In the article on the Gentlemen's Club, copy the passage starting at "Today, Peters, a" and ending at "of the classrooms.", changing "leaps and bounds" to "a wide margin".

*** Selected passage

Three years ago, Stephen G. Peters had a lot of hope and aspirations for sustaining his Gentlemen’s Club in Orangeburg and watching it grow throughout South Carolina.
His local clubs were in Clark and Howard middle schools. He had aspirations of creating a program at Orangeburg-Wilkinson High School.
“We are hustling to make sure there is funding for Orangeburg-Wilkinson,” Peters said during an etiquette dinner for club members in 2005. “We just received 501-C3 status, which will help provide scholarships for college. That was always our mission, to put them on the right track. We want to make sure there is a place for them after middle school.”
Today, Peters, a former principal and teacher, has seen his clubs grow by leaps and bounds. Club members are achieving success in and out of the classrooms.
The Gentlemen’s Club stretches from one end of the country to the other, and a Ladies Club has been developed for female students. Peters, whose wife Angela is chair of the chemistry department at Claflin University, even has a headquarters here in Orangeburg.
But, there are no more Gentlemen’s Clubs here because to funding issues. There are none in the state of South Carolina. Peters is working tirelessly to change that.
“We are thinking this is the year in South Carolina,” Peters said recently while 10 GC members were in Orangeburg for a Summer Institute.
“I gave two major presentations in South Carolina this year, and we had some prospects in the Charleston area. Hopefully, we can get things up and running again,” he said.
The GC Summer Institute consisted of seventh- and eighth-graders from Kansas and Detroit. The club members earned the trip to Orangeburg for the institute because they received high grades on their report cards and had no behavioral issues and a 100 percent attendance.
“These students earned the right to take this trip this summer,” Peters said. “They had great attendance, behavior, and their grades were most improved. It was life changing for them.”
The young men got a taste of the college experience at Claflin University, where they attended classes and learned about leadership, science and math. Frank Tourville played host to the club members for dinner at Tourville Lodge, where male community leaders attended and offered advice.
“In life, everything will not be smooth, but remember that if you stumble, try to land on your back because if you can look up, you can get up,” Herman Belton said.
Belton led the club members in a golf lesson at the County Club of Orangeburg on the second day. The Peters’ were hosts to a pool party and cookout to end the institute.
“This was the boys’ first time out of their hometowns and their first airplane ride,” Peters said. “It was also their first time at a non-fast food restaurant and staying at a hotel. It was also their first introduction to a college campus.”
Peters’ Gentlemen’s Club is thriving in states across the country including Florida, Maryland, Virginia, Kansas, Washington D.C. and Ohio. Statistics are up across the board. Club members’ school attendance is up 44 percent, behavioral problems are down 42 percent and students’ academic achievement is showing gains as well, Peters said, with 29 percent of all participants passing all of their classes.

******
*** Data supplied

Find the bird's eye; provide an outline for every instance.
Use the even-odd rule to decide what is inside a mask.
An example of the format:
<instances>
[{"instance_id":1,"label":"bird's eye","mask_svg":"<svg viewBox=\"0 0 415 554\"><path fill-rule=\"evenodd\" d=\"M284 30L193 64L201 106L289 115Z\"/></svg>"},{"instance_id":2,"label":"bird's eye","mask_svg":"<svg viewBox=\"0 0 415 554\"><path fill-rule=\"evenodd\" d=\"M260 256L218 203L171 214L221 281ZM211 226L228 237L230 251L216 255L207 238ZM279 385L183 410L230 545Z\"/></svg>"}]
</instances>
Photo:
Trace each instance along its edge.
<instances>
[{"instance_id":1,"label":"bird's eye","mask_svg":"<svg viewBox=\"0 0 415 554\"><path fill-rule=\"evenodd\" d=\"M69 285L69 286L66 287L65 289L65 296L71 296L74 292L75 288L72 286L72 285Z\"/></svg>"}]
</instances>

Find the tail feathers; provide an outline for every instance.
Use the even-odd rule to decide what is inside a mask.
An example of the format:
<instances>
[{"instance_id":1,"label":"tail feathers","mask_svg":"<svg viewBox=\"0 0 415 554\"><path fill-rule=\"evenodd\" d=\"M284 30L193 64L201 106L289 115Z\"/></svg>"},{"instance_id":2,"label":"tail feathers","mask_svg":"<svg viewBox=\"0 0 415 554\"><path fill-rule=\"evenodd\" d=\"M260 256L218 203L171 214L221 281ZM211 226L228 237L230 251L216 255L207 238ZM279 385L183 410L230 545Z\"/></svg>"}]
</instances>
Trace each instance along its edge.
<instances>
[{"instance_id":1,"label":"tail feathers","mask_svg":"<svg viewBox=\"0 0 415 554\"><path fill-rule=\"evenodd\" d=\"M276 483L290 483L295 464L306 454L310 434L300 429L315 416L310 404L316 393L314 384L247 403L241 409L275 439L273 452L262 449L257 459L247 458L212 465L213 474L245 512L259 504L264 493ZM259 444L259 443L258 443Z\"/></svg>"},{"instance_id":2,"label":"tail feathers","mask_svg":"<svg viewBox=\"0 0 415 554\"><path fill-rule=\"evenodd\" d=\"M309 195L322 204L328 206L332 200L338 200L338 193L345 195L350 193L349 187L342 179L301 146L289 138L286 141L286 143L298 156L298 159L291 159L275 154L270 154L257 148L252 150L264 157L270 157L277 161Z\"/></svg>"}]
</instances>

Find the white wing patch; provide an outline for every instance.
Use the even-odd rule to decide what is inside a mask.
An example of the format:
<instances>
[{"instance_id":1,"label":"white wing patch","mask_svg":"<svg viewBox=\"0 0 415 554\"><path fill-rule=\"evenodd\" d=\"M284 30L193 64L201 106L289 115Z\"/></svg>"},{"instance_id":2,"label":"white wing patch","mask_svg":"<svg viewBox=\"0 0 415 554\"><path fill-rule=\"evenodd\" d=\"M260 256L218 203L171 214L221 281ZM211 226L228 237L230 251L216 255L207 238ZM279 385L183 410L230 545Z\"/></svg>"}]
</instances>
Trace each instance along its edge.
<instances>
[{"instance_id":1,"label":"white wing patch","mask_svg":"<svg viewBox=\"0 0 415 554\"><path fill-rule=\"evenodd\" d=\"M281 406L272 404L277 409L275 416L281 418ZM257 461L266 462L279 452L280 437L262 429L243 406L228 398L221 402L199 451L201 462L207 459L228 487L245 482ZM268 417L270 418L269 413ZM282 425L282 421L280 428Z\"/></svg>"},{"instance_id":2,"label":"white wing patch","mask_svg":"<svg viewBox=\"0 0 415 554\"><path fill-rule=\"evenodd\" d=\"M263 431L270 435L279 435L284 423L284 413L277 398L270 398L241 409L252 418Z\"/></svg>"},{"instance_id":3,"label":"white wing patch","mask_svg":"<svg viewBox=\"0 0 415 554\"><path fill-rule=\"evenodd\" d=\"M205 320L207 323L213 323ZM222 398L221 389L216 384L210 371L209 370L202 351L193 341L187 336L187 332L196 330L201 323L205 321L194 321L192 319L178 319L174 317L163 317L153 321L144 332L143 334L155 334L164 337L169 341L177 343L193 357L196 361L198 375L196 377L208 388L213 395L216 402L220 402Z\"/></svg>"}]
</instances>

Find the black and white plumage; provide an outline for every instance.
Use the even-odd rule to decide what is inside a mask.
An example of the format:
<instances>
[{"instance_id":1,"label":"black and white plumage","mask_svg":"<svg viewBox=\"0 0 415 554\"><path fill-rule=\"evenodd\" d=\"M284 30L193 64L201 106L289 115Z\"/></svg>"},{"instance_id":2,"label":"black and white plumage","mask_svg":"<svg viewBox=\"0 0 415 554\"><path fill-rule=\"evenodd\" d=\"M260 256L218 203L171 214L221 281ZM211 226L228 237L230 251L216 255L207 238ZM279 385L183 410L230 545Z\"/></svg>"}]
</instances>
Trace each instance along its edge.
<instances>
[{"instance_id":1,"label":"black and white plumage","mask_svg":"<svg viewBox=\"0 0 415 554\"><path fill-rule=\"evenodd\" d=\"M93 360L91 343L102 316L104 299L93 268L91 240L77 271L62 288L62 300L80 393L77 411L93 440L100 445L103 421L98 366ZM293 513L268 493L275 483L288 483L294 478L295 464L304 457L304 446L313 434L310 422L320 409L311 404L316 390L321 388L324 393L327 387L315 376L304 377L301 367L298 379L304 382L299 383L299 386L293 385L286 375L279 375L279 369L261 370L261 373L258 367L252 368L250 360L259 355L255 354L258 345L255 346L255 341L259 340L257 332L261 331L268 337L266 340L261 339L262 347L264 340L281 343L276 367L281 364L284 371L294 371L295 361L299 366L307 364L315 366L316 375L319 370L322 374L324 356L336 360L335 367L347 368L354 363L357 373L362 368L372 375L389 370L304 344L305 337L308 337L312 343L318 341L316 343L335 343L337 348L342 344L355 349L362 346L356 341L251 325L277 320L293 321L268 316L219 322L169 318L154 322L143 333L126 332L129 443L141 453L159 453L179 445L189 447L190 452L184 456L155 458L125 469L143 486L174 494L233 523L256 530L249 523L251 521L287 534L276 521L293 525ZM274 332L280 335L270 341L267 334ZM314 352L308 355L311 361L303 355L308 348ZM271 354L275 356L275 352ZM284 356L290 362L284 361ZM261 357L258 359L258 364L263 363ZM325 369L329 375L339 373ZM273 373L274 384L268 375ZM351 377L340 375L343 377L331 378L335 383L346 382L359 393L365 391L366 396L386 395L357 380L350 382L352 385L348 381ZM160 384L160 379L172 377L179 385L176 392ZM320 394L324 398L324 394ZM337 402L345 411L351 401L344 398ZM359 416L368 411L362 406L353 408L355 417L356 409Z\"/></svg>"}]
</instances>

******

> _Exercise answer_
Today, Peters, a former principal and teacher, has seen his clubs grow by a wide margin. Club members are achieving success in and out of the classrooms.